__WORK REQUIRED__.
Retype the tail of the data exactly, starting at the line containing "Query: orange tram" and stopping at the last line.

━━━ PROVIDED DATA ━━━

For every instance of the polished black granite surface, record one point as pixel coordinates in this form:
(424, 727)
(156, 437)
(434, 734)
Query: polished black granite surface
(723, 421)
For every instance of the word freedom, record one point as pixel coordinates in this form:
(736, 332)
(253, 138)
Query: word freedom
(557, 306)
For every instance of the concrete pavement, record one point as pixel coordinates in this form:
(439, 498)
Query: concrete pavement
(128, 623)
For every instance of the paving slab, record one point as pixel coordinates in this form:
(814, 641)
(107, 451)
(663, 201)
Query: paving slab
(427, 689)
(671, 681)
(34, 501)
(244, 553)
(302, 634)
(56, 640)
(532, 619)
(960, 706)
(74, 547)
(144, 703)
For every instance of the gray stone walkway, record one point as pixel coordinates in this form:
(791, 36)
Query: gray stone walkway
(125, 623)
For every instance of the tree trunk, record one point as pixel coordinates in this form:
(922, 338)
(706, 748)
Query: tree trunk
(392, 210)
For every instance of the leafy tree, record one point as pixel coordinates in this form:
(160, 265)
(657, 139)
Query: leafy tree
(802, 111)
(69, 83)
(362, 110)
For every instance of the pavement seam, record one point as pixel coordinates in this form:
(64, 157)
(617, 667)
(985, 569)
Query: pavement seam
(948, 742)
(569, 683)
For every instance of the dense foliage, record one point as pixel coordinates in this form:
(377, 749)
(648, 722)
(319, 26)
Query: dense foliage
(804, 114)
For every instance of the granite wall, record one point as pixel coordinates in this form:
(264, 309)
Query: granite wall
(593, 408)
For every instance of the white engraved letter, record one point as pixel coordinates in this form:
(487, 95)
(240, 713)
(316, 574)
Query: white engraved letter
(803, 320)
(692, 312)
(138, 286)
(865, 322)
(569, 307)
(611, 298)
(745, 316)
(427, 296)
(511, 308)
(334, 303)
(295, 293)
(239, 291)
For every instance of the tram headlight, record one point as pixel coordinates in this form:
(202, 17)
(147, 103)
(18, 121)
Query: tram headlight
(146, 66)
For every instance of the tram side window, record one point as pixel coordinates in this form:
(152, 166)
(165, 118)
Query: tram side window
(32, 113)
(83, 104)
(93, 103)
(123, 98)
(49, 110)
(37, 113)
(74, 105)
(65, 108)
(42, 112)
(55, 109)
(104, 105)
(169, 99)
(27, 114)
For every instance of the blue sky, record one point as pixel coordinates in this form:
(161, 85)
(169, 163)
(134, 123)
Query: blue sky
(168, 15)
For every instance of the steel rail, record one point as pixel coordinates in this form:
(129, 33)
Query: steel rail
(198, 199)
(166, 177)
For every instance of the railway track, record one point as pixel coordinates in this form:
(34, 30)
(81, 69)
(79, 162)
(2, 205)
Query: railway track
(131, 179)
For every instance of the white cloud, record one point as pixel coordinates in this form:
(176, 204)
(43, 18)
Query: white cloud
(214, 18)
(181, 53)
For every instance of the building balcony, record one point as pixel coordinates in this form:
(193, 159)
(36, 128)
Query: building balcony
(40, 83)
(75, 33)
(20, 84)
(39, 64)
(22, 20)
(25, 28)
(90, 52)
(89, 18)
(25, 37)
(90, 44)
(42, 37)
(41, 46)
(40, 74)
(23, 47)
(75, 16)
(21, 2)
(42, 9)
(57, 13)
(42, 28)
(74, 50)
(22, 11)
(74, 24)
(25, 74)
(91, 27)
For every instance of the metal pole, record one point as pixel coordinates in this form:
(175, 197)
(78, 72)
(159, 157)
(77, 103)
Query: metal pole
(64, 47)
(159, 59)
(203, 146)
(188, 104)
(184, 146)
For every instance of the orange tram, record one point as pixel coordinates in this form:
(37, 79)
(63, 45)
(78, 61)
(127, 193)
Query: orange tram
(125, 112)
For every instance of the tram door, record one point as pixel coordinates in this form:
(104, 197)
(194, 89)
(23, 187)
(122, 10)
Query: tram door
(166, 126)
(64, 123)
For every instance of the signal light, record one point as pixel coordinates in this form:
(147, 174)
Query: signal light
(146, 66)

━━━

__ANSWER__.
Query: orange tram
(125, 112)
For every instance of the tram door, record one point as pixel coordinates in this form:
(104, 197)
(194, 89)
(23, 187)
(122, 10)
Query: tram door
(166, 126)
(64, 123)
For every instance of the signal light, record one point as pixel coordinates in this form:
(147, 174)
Query: signal light
(146, 66)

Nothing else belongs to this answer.